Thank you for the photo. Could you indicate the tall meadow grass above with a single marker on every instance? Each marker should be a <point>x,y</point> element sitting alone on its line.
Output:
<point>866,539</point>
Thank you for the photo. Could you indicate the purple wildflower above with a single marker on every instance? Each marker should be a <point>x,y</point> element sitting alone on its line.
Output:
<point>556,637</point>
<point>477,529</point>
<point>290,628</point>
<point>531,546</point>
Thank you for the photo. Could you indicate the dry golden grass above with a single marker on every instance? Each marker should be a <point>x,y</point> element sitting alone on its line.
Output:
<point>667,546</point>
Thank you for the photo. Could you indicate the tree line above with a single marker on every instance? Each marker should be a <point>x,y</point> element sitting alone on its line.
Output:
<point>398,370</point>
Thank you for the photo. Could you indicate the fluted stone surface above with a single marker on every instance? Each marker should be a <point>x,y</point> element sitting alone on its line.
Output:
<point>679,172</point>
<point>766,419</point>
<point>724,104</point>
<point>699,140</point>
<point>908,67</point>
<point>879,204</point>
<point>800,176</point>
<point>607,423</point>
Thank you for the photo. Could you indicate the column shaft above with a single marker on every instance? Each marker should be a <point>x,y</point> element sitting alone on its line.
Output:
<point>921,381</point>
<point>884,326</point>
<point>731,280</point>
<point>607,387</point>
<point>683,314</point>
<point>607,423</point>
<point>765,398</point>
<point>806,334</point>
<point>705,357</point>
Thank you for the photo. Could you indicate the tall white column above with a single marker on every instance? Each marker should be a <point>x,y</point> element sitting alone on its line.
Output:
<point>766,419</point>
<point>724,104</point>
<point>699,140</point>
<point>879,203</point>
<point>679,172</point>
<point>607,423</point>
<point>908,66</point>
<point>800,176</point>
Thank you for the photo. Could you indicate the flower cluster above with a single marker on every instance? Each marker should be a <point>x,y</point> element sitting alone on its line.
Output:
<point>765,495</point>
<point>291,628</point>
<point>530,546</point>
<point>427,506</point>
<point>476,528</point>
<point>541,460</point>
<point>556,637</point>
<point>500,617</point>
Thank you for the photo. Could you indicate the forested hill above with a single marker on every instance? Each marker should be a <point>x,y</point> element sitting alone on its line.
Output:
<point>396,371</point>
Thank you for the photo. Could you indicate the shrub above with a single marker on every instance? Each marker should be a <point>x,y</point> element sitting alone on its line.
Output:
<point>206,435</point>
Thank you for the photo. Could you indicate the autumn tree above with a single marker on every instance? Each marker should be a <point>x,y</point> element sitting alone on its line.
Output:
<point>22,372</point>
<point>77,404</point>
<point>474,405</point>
◆ ◆ ◆
▸ TO DO
Reproduce verbatim the lines of the material above, starting with the line that contains "Thank you for the photo. Could you indicate the tree" and continuing through the line that contains "<point>398,370</point>", both included.

▸ EXERCISE RESULT
Thank you for the photo. Could you indicate the tree line above with a single marker on every instance? Each marker should be a <point>x,y</point> element sitting alone on its line.
Output:
<point>398,370</point>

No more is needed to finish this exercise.